(Records taken from a dataset)
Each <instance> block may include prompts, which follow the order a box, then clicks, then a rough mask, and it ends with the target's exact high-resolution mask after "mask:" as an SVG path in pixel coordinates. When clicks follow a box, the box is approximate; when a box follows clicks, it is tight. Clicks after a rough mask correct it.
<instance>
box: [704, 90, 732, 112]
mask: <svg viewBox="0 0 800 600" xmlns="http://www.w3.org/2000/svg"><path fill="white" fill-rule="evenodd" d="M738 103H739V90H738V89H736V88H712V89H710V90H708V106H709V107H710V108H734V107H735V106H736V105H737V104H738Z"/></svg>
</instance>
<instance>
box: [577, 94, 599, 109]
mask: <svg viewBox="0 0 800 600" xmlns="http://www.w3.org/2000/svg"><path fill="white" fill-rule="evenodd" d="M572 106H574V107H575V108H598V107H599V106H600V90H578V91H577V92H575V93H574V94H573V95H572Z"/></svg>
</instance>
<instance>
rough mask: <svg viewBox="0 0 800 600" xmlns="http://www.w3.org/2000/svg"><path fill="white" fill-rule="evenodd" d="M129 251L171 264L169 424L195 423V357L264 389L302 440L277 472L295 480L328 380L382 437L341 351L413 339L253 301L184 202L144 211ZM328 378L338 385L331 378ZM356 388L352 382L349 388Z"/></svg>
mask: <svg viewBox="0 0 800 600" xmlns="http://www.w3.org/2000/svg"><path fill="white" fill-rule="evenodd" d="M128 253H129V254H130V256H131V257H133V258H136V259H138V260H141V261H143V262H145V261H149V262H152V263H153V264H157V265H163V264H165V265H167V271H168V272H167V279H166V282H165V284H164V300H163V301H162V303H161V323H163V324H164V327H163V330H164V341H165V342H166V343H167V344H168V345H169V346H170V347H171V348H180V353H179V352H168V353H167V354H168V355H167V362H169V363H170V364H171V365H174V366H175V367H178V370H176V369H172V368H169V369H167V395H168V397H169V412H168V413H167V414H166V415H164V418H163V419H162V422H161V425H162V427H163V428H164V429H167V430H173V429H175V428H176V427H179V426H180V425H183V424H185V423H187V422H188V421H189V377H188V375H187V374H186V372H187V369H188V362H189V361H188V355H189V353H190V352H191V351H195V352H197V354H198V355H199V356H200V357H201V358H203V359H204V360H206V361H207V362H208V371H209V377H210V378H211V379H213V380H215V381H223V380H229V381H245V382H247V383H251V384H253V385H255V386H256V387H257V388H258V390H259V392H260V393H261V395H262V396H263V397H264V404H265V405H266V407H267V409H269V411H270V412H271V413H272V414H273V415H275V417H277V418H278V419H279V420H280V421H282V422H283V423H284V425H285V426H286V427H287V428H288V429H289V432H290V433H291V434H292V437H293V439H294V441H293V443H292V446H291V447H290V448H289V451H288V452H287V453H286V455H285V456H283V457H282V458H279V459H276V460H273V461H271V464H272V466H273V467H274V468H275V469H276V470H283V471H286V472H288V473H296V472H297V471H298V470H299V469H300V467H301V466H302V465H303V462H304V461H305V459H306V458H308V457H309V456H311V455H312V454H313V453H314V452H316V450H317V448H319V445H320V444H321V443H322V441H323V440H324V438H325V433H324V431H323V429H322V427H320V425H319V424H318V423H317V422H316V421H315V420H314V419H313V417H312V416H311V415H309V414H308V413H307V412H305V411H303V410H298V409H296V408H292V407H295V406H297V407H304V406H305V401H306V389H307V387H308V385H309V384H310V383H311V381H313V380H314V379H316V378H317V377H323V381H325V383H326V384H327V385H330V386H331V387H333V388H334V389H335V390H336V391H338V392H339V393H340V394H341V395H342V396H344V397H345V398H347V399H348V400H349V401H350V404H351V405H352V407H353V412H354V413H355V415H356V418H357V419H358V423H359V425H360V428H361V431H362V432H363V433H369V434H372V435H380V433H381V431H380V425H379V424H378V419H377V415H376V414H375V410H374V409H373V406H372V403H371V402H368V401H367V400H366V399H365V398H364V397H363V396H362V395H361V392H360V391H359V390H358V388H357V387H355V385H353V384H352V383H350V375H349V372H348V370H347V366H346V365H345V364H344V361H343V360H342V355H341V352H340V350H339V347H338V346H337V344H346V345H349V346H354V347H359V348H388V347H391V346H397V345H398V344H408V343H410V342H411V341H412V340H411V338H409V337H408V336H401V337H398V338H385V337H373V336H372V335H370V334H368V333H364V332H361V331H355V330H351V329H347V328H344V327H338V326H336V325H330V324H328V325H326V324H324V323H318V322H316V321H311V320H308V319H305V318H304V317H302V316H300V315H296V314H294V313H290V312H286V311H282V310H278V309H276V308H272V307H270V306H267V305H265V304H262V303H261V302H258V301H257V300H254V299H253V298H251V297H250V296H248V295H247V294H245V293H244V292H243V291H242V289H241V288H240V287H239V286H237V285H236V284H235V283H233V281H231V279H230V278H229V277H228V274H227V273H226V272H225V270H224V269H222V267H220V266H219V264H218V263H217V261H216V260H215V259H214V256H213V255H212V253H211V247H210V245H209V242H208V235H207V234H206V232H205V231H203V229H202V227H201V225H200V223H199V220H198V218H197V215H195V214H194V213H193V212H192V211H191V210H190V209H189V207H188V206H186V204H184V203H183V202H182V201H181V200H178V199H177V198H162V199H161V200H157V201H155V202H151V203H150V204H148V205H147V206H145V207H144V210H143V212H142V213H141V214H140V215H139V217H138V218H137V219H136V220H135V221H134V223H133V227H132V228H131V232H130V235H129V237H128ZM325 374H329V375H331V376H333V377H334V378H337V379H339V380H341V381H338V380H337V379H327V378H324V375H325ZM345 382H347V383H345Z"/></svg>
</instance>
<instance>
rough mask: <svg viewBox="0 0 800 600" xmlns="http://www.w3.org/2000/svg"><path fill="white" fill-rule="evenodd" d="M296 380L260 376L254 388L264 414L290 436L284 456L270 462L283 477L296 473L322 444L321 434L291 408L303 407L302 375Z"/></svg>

WHAT THE TASK ASKS: Starting at the beginning of the records and going through the line with "box: [704, 90, 732, 112]", rewrite those lines with "rough mask" changed to "coarse mask" and everything else left the same.

RESULT OF THE TASK:
Each <instance> block may include prompts, which follow the order a box, then clicks, then a coarse mask, and it ends with the target's exact high-resolution mask after "mask:" as an SVG path in pixel coordinates. When clicks follow a box, the box is approximate; when a box follows clicks, it is tight. Clicks after a coarse mask correct it.
<instance>
box: [704, 90, 732, 112]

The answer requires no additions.